Stated exercise A
According to the barbecue text, what is Memphis-style barbecue typically basted with?
Stated exercise B
In the barbecue text, rewrite the stretch from "Barbecue will taste" through "pepper and molasses.", putting "honey" in place of "molasses".

Start of Document text

One of the simple pleasures of Southern dining is the down-home barbecue experience. No matter where you go‚ you’re bound to find barbecue prepared just right — tender‚ tangy and slowly smoked meat served as ribs‚ in a sandwich or heaped up on a plate.

Barbecue will taste a little different depending on where you find it. In fact‚ each barbecue region is passionate about the type of meat used‚ the fuel on which to cook it‚ and the sauce — if any — to put on it.

Some barbecue joints serve their ribs “wet” — with a sauce — while others say a good dry rub of herbs and spices is all you need. Longstanding debates continue about the superiority of dry vs. wet ribs‚ or whether the final product is “pulled‚” “chopped” or “sliced” from the bone.

Memphis-style barbecue typically includes pulled pork or slow-cooked pork ribs basted with a sweet tomato sauce flavored with pepper and molasses.

End of Document text
Start of Material

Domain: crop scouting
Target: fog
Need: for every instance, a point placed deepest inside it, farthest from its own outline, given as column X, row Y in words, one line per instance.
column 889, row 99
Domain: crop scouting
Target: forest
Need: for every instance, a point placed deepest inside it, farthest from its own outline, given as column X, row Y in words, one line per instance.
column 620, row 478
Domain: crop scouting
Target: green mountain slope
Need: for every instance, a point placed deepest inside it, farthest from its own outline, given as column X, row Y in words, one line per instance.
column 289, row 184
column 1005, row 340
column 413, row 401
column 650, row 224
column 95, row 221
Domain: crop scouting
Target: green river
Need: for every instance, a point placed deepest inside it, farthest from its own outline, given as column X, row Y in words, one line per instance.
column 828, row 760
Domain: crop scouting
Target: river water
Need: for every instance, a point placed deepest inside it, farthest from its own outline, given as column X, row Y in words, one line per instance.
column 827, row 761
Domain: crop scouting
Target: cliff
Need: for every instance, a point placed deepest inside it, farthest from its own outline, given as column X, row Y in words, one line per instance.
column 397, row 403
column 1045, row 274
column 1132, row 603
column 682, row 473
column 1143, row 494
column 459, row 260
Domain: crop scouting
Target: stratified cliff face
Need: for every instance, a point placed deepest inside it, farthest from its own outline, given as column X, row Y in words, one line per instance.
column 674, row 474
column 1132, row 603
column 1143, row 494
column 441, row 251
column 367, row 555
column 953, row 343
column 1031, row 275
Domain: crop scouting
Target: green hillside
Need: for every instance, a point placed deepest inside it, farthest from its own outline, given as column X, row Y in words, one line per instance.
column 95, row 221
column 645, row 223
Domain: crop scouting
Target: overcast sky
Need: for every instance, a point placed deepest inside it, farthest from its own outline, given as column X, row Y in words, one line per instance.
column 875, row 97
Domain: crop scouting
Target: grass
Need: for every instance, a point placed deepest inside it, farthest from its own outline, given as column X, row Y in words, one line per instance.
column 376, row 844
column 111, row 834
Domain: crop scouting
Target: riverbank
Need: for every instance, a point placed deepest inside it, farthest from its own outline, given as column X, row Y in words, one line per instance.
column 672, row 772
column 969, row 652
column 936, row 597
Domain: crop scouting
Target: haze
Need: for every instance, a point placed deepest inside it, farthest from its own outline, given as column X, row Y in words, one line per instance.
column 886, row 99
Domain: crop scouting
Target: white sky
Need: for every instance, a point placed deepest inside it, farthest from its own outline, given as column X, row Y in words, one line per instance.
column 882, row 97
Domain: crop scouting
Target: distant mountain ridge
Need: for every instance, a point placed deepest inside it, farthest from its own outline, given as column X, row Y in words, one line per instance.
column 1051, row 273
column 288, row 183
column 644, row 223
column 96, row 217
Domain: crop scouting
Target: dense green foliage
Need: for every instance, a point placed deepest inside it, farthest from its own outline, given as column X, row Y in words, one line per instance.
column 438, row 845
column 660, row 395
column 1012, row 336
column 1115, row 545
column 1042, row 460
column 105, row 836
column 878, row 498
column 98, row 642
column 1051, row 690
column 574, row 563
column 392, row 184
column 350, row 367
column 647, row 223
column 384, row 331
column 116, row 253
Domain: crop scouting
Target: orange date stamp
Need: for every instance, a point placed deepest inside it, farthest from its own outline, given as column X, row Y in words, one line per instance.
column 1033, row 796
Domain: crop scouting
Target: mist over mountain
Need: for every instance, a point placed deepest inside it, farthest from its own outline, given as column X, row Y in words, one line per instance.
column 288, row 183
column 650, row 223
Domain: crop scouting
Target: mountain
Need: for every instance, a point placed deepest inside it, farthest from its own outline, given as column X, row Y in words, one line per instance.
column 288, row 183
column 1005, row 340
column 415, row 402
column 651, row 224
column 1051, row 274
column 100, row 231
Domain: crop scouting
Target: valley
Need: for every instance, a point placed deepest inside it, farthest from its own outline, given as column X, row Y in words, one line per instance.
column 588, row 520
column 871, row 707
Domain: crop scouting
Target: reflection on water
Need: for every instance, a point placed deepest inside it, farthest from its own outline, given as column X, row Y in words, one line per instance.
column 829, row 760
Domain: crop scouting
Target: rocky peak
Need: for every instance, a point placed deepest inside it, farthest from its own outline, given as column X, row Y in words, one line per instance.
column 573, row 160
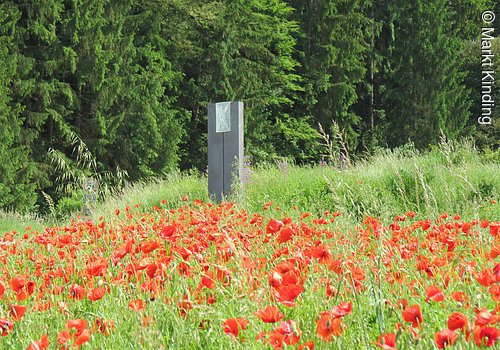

End of Material

Full solution A
A sweet tomato sauce flavored with pepper and molasses.

Full solution B
Barbecue will taste a little different depending on where you find it. In fact‚ each barbecue region is passionate about the type of meat used‚ the fuel on which to cook it‚ and the sauce — if any — to put on it.

Some barbecue joints serve their ribs “wet” — with a sauce — while others say a good dry rub of herbs and spices is all you need. Longstanding debates continue about the superiority of dry vs. wet ribs‚ or whether the final product is “pulled‚” “chopped” or “sliced” from the bone.

Memphis-style barbecue typically includes pulled pork or slow-cooked pork ribs basted with a sweet tomato sauce flavored with pepper and honey.